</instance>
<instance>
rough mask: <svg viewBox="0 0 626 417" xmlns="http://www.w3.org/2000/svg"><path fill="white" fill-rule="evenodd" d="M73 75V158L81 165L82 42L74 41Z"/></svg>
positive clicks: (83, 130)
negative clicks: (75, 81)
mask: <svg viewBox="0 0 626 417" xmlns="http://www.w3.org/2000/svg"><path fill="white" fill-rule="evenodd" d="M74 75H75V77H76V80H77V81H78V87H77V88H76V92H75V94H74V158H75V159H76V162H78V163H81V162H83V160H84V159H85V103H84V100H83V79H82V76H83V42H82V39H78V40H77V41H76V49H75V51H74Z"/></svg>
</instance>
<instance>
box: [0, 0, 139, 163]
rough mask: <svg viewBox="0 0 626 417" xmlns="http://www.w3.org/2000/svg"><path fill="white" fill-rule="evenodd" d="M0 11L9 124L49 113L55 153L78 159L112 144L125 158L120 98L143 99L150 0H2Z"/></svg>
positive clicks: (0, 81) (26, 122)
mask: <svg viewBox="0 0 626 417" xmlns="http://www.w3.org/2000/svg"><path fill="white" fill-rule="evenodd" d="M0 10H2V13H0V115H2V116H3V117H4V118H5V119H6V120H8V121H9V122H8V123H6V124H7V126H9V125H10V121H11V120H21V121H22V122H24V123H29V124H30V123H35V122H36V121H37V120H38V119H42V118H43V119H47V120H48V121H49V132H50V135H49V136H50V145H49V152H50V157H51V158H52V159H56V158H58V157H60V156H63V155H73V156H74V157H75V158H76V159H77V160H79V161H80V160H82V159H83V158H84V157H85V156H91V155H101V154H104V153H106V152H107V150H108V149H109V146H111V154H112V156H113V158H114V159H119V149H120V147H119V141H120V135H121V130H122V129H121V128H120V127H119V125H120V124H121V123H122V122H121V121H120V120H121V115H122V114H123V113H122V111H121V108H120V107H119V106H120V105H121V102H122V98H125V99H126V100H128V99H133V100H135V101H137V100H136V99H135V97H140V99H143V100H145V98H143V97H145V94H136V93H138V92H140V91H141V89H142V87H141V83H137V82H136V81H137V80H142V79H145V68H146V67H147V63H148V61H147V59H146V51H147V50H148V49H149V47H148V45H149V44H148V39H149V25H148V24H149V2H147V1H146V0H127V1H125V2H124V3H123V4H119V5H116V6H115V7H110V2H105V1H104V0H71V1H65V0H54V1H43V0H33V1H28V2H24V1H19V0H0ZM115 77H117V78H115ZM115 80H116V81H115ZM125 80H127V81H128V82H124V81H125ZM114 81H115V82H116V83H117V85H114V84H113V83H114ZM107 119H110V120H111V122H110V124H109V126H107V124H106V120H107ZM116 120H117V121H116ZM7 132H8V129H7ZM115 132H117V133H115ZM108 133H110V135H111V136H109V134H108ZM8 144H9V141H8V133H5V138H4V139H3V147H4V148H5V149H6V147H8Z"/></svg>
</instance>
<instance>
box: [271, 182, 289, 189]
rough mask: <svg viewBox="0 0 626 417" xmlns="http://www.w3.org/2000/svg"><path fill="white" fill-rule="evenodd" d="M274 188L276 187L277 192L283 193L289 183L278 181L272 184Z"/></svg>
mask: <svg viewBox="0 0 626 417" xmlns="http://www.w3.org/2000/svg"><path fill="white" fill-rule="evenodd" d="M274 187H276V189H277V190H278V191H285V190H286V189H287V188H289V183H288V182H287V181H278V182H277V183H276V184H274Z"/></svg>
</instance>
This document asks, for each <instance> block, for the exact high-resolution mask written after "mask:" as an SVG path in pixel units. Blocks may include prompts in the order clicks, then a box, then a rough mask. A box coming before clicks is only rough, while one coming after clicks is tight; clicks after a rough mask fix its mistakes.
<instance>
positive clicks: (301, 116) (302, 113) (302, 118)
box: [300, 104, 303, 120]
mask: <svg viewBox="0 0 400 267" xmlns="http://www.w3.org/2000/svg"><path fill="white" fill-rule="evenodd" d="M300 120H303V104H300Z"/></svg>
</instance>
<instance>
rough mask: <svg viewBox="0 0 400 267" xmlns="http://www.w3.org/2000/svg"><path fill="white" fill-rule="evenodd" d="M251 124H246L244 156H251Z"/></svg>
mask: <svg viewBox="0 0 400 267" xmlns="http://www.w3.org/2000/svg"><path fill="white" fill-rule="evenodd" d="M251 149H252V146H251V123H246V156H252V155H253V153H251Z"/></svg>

━━━━━━━━

**Aim of the exercise**: In full and without changes, give the data above once more.

**Response**:
</instance>
<instance>
rough mask: <svg viewBox="0 0 626 417" xmlns="http://www.w3.org/2000/svg"><path fill="white" fill-rule="evenodd" d="M73 75V158L81 165L82 42L74 41Z"/></svg>
positive clicks: (83, 130)
negative clicks: (75, 81)
mask: <svg viewBox="0 0 626 417" xmlns="http://www.w3.org/2000/svg"><path fill="white" fill-rule="evenodd" d="M74 75H75V77H76V80H77V81H78V87H77V88H76V92H75V94H74V158H75V159H76V162H78V163H81V162H83V160H84V159H85V103H84V100H83V79H82V76H83V42H82V39H78V40H77V41H76V49H75V51H74Z"/></svg>
</instance>
<instance>
box: [0, 0, 139, 163]
rough mask: <svg viewBox="0 0 626 417" xmlns="http://www.w3.org/2000/svg"><path fill="white" fill-rule="evenodd" d="M0 11L9 124L49 113L55 153L78 159L112 144L125 158L120 98L143 99L150 0H2Z"/></svg>
positive clicks: (0, 81) (26, 122)
mask: <svg viewBox="0 0 626 417" xmlns="http://www.w3.org/2000/svg"><path fill="white" fill-rule="evenodd" d="M0 10H2V13H0V115H2V116H3V117H4V118H5V119H6V120H8V121H9V122H8V123H6V124H7V126H9V125H10V121H11V120H21V121H22V122H24V123H29V124H30V123H35V122H36V121H37V120H38V119H42V118H43V119H47V120H48V121H49V132H50V135H49V136H50V145H49V152H50V157H51V158H52V159H56V158H58V157H60V156H63V155H73V156H74V157H75V158H76V159H77V160H79V161H80V160H82V159H83V158H84V157H85V156H91V155H101V154H104V153H106V152H107V150H108V149H109V146H111V154H112V156H113V158H114V159H119V149H120V147H119V141H120V135H121V130H122V129H121V128H120V127H119V125H120V124H121V123H122V122H121V121H120V120H121V115H122V114H123V113H122V111H121V108H120V107H119V106H120V105H121V102H122V98H125V99H126V100H128V99H133V100H135V101H137V100H136V99H135V97H140V99H143V100H145V98H143V97H145V94H136V93H138V92H140V91H141V89H142V87H141V83H137V82H136V81H137V80H142V79H145V68H146V67H147V63H148V61H147V59H146V51H147V50H148V49H149V47H148V45H149V44H148V39H149V25H148V24H149V2H147V1H146V0H127V1H125V2H124V3H123V4H119V5H116V6H115V7H110V2H105V1H104V0H71V1H65V0H54V1H43V0H33V1H28V2H24V1H19V0H0ZM115 77H117V78H115ZM115 80H116V81H115ZM125 80H127V81H128V82H124V81H125ZM114 81H115V82H116V83H117V85H114V84H113V83H114ZM107 119H110V120H111V122H110V124H109V126H107V124H106V120H107ZM116 120H117V121H116ZM7 132H8V129H7ZM115 132H117V133H115ZM108 133H110V135H111V136H109V134H108ZM8 144H9V141H8V133H5V138H4V139H3V147H4V148H5V149H6V147H8Z"/></svg>
</instance>
<instance>
box: [271, 182, 289, 189]
rough mask: <svg viewBox="0 0 626 417" xmlns="http://www.w3.org/2000/svg"><path fill="white" fill-rule="evenodd" d="M274 188L276 187L277 192L283 193L289 183L278 181L272 184Z"/></svg>
mask: <svg viewBox="0 0 626 417" xmlns="http://www.w3.org/2000/svg"><path fill="white" fill-rule="evenodd" d="M274 187H276V189H277V190H278V191H285V190H286V189H287V188H289V183H288V182H287V181H278V182H277V183H276V184H274Z"/></svg>
</instance>
This document asks, for each <instance> block, for the exact high-resolution mask written after "mask:" as an SVG path in pixel units. Blocks may include prompts in the order clicks, then a box, then a rough mask. A box coming before clicks is only rough, while one coming after clicks is tight; clicks after a rough mask fix its mistakes.
<instance>
positive clicks: (301, 116) (302, 113) (302, 118)
box: [300, 104, 303, 120]
mask: <svg viewBox="0 0 400 267" xmlns="http://www.w3.org/2000/svg"><path fill="white" fill-rule="evenodd" d="M300 120H303V104H300Z"/></svg>
</instance>
<instance>
rough mask: <svg viewBox="0 0 400 267" xmlns="http://www.w3.org/2000/svg"><path fill="white" fill-rule="evenodd" d="M251 124H246L244 156H251Z"/></svg>
mask: <svg viewBox="0 0 400 267" xmlns="http://www.w3.org/2000/svg"><path fill="white" fill-rule="evenodd" d="M251 149H252V146H251V123H246V156H252V155H253V153H251Z"/></svg>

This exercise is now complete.